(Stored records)
---
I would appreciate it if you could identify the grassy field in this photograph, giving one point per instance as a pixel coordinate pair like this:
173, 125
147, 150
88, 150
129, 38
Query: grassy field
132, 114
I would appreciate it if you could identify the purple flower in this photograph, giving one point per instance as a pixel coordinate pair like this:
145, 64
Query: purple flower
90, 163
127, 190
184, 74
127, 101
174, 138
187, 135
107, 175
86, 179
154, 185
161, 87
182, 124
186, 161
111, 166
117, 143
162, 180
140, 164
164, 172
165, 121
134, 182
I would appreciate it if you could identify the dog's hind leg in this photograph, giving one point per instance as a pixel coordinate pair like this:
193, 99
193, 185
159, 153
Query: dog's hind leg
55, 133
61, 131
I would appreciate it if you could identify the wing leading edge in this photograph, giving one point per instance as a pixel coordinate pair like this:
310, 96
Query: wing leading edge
---
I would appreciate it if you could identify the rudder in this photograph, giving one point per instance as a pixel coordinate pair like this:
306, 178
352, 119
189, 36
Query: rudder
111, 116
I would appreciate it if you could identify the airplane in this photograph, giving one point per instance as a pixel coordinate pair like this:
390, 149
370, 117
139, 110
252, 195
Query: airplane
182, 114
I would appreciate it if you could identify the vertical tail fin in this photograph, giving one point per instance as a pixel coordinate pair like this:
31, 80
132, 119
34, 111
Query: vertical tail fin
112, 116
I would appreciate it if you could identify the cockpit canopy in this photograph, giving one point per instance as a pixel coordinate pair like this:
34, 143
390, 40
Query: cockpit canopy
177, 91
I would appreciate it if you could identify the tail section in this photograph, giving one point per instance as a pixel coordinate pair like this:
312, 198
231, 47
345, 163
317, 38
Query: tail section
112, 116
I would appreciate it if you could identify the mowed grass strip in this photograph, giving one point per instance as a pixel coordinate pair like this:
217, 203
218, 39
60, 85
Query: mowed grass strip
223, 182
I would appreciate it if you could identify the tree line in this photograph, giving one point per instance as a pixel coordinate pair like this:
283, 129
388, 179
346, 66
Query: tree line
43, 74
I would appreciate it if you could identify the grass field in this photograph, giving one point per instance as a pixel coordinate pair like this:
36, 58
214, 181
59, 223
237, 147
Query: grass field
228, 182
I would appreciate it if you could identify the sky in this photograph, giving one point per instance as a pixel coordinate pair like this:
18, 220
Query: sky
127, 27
---
__Aim of the task__:
Lines of the data above that include the string "wing" must each be copied.

__Response area__:
I would appreciate it if you could identify the wing leading edge in this photograph, giving one point per instance as a pixel coordinate pair like this:
Query: wing leading edge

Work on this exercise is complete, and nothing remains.